## WORK TO BE COMPLETED
Every entry below is to be copied exactly as written.

(Stored items)

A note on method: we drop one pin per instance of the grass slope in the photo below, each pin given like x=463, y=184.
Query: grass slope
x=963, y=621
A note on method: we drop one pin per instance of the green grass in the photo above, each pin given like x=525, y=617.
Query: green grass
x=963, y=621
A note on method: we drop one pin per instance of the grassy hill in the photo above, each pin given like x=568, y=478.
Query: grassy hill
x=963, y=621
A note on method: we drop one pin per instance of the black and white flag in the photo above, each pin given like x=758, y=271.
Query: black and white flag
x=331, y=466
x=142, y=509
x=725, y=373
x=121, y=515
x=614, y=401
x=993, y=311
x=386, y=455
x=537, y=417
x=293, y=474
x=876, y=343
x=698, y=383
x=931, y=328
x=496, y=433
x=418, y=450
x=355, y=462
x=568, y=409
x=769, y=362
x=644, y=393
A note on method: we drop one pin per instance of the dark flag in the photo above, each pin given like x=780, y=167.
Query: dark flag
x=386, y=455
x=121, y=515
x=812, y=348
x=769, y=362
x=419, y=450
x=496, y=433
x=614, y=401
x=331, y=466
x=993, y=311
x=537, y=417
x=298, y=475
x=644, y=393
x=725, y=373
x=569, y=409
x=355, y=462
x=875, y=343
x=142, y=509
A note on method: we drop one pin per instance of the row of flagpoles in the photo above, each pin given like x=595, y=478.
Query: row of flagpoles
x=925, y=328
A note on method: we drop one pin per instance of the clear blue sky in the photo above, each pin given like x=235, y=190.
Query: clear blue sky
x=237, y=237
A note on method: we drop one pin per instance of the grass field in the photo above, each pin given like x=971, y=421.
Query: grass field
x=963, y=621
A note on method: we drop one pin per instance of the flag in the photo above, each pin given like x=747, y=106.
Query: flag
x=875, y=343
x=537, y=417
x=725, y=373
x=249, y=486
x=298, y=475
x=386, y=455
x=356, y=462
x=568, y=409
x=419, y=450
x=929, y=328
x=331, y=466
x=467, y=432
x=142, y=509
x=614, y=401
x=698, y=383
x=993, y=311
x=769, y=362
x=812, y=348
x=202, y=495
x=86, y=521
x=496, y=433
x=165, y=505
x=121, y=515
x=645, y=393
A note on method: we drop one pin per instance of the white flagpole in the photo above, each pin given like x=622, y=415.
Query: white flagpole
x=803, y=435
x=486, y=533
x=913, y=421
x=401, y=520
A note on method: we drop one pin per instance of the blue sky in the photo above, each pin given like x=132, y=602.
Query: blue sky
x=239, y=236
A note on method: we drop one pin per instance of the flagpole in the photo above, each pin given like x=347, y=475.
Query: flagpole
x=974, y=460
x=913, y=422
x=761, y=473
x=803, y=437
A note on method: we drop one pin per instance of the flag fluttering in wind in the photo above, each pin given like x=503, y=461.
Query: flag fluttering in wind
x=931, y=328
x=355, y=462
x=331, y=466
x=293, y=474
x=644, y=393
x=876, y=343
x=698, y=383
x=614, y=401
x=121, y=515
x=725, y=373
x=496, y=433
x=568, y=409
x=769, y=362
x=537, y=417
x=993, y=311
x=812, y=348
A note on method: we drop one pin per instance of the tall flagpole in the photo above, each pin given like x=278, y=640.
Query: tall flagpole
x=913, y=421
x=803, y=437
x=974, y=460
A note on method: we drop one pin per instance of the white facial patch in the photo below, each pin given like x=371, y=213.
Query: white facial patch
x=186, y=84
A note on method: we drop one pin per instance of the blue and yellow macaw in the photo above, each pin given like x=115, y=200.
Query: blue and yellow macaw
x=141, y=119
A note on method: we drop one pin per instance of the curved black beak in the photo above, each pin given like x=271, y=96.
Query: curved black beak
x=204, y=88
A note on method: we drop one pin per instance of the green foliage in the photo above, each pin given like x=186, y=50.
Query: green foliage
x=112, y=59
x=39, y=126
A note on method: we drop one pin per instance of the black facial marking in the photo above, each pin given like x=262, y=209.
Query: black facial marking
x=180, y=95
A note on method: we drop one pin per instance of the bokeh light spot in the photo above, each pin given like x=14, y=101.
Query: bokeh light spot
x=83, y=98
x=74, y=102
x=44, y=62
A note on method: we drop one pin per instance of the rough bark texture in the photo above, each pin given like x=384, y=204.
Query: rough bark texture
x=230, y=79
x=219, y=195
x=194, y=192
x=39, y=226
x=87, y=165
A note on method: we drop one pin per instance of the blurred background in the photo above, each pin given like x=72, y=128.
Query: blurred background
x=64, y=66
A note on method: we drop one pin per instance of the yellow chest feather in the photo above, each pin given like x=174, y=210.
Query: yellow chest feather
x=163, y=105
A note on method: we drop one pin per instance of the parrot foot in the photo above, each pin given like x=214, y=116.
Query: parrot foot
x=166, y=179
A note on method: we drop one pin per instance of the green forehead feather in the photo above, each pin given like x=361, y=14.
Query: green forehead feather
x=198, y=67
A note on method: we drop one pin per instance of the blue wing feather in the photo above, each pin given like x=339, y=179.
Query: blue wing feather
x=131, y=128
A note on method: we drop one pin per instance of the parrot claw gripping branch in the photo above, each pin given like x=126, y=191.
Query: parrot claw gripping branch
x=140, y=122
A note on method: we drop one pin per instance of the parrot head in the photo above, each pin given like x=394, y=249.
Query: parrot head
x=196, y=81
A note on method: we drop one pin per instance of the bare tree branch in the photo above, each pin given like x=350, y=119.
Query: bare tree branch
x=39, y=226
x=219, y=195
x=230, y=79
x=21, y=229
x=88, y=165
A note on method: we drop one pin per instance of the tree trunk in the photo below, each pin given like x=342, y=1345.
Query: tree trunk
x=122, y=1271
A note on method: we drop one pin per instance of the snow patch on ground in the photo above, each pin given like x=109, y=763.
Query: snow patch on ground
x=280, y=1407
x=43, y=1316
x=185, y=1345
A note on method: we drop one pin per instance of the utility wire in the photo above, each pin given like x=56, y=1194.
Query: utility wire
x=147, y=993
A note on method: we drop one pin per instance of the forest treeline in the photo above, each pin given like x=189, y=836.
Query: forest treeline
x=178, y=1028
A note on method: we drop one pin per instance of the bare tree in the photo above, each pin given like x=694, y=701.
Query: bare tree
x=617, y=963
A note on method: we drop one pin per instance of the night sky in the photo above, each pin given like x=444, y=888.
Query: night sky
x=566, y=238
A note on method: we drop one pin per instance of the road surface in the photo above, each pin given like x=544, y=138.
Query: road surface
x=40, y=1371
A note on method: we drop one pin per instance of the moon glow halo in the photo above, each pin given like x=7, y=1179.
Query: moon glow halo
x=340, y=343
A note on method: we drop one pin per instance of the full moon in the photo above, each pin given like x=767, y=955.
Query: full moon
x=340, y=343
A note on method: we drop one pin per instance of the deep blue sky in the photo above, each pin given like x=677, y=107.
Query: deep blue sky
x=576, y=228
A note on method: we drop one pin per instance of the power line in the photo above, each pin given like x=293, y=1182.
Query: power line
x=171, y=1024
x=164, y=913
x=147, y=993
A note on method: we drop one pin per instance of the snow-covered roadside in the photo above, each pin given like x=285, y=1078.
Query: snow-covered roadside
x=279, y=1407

## WRITTEN ANSWER
A note on method: we drop one pin per instance of the grass slope in the photo below, each pin given like x=463, y=184.
Query: grass slope
x=963, y=621
A note on method: we drop one pin per instance of the green grass in the photo above, each pin given like x=525, y=617.
Query: green grass
x=963, y=621
A note on method: we drop one pin per instance of the grassy hill in the photo above, each pin given like x=568, y=478.
Query: grassy hill
x=963, y=621
A note on method: we drop one pin per instance of the black and white flag in the photo above, each pin given like x=758, y=271.
Query: black and white flag
x=331, y=466
x=142, y=509
x=725, y=373
x=121, y=515
x=614, y=401
x=993, y=311
x=386, y=455
x=537, y=417
x=293, y=474
x=876, y=343
x=698, y=383
x=931, y=328
x=496, y=433
x=418, y=450
x=355, y=462
x=568, y=409
x=769, y=362
x=644, y=393
A note on method: we drop one pin per instance of the dark flag in the photo above, each pin given like x=780, y=167.
Query: dark flag
x=386, y=455
x=121, y=515
x=812, y=348
x=769, y=362
x=419, y=450
x=496, y=433
x=614, y=401
x=331, y=466
x=993, y=311
x=537, y=417
x=298, y=475
x=644, y=393
x=725, y=373
x=569, y=409
x=355, y=462
x=875, y=343
x=142, y=509
A note on method: we drop one pin per instance of the row of flagpoles in the photo above, each pin given like x=595, y=478.
Query: row of flagpoles
x=925, y=328
A note on method: we drop one pin per instance of the clear blue sky in the photo above, each pin given like x=235, y=190.
Query: clear blue sky
x=237, y=237
A note on method: we drop one pin per instance of the grass field in the photo above, each pin given like x=971, y=421.
Query: grass field
x=963, y=621
A note on method: we drop one pin per instance of the flag in the photo above, each pin given like x=747, y=106.
Query: flag
x=875, y=343
x=537, y=417
x=725, y=373
x=249, y=486
x=298, y=475
x=386, y=455
x=356, y=462
x=568, y=409
x=419, y=450
x=929, y=328
x=331, y=466
x=467, y=432
x=142, y=509
x=614, y=401
x=698, y=383
x=993, y=311
x=769, y=362
x=812, y=348
x=202, y=495
x=86, y=521
x=496, y=433
x=165, y=505
x=121, y=515
x=645, y=393
A note on method: we drop one pin per instance of the white flagpole in the photo above, each pin given like x=622, y=415.
Query: white flagpole
x=803, y=435
x=486, y=533
x=913, y=421
x=401, y=520
A note on method: we drop one pin per instance of the blue sky in the photo above, each pin given like x=132, y=602.
Query: blue sky
x=239, y=236
A note on method: we drop one pin per instance of the flagpole in the photo above, each pin given like x=347, y=475.
Query: flagpole
x=974, y=460
x=913, y=422
x=761, y=473
x=803, y=437
A note on method: we drop one pin per instance of the flag fluttering in wind in the photo above, each pin given like x=503, y=461.
Query: flag fluttering in wind
x=931, y=328
x=355, y=462
x=331, y=466
x=293, y=474
x=644, y=393
x=876, y=343
x=698, y=383
x=614, y=401
x=121, y=515
x=725, y=373
x=496, y=433
x=568, y=409
x=769, y=362
x=537, y=417
x=993, y=311
x=812, y=348
A note on method: we drop one pin per instance of the tall flagpole in the photo above, each pin given like x=278, y=640.
Query: tall flagpole
x=913, y=421
x=803, y=437
x=974, y=460
A note on method: we drop one pin per instance of the white facial patch in the photo below, each pin given like x=371, y=213.
Query: white facial patch
x=186, y=84
A note on method: we drop one pin per instance of the blue and yellow macaw in the photo above, each pin given like x=115, y=200.
Query: blue and yellow macaw
x=141, y=119
A note on method: we drop one pin per instance of the curved black beak in the photo above, each pin given like x=271, y=96.
Query: curved black beak
x=204, y=88
A note on method: we drop one pin per instance of the green foliage in the photo above, each pin given like x=186, y=50.
Query: green foliage
x=112, y=59
x=39, y=126
A note on method: we drop one pin per instance of the black facial marking in the photo above, each pin given like x=262, y=209.
Query: black facial marking
x=180, y=95
A note on method: we drop one pin per instance of the bokeh light spot in the photo above, each pin given like x=14, y=101.
Query: bokeh light spot
x=83, y=98
x=74, y=102
x=44, y=62
A note on method: we drop one pin per instance of the rough bark texture in the photo above, each pin given like x=384, y=204.
Query: rough bark texture
x=230, y=79
x=219, y=195
x=194, y=192
x=39, y=226
x=87, y=165
A note on method: we drop one pin per instance of the blurred background in the photo above, each pin given like x=72, y=128.
Query: blurred background
x=64, y=66
A note on method: we drop one pin per instance of the yellow chest feather in the photo above, each pin given like x=174, y=210.
Query: yellow chest feather
x=163, y=105
A note on method: we drop one pin per instance of the parrot foot in the photo above, each pin given like x=214, y=116.
Query: parrot foot
x=166, y=179
A note on method: we drop one pin per instance of the green forehead feather in the photo above, each pin given like x=361, y=14.
Query: green forehead feather
x=198, y=67
A note on method: we drop one pin per instance of the blue wing feather in the photo above, each pin given like x=339, y=179.
Query: blue wing feather
x=131, y=128
A note on method: we drop one pin per instance of the parrot claw gripping branch in the photo above, each pin given like x=126, y=191.
Query: parrot claw gripping branch
x=140, y=122
A note on method: we drop one pin per instance of the parrot head in the photo above, each pin given like x=394, y=249.
Query: parrot head
x=196, y=81
A note on method: we drop one pin per instance of the bare tree branch in the photo above, each pin given like x=350, y=119.
Query: bare tree branch
x=39, y=226
x=219, y=195
x=230, y=79
x=21, y=229
x=88, y=165
A note on method: we drop one pin per instance of the tree trunk in the photo below, each pin given like x=342, y=1345.
Query: tree trunk
x=122, y=1271
A note on method: we drop one pin per instance of the snow patch on ground in the photo above, each pin given like x=109, y=763.
Query: snow patch on ground
x=280, y=1407
x=43, y=1316
x=185, y=1345
A note on method: we drop one pin per instance of the utility wire in the photo above, each pin given like x=56, y=1194.
Query: utility wire
x=147, y=993
A note on method: we drop one pin per instance of the forest treeline in the photo above, each pin given like x=189, y=836.
Query: forest treeline
x=178, y=1028
A note on method: we drop one pin per instance of the bare tree in the photo above, each pin given like x=694, y=701.
Query: bare tree
x=617, y=963
A note on method: we drop one pin per instance of the night sky in the photo above, each pin given like x=444, y=888.
Query: night sky
x=566, y=238
A note on method: we drop one pin per instance of the road surface in the photo above, each pin given like x=544, y=138.
Query: road surface
x=40, y=1371
A note on method: we drop one pin per instance of the moon glow halo in the photo above, each pin given like x=7, y=1179.
Query: moon glow halo
x=340, y=343
A note on method: we drop one pin per instance of the full moon in the photo above, each pin given like x=767, y=955.
Query: full moon
x=340, y=343
A note on method: we drop one pin per instance of the deep blue sky in the photo above, each pin given like x=677, y=107.
Query: deep blue sky
x=576, y=228
A note on method: we drop one pin per instance of the power line in the photo above, each pin given like x=293, y=1182.
Query: power line
x=171, y=1024
x=164, y=913
x=147, y=993
A note on method: we drop one pin per instance of the snow-covered roadside in the photo above, each pin given like x=285, y=1078.
Query: snow-covered roadside
x=279, y=1407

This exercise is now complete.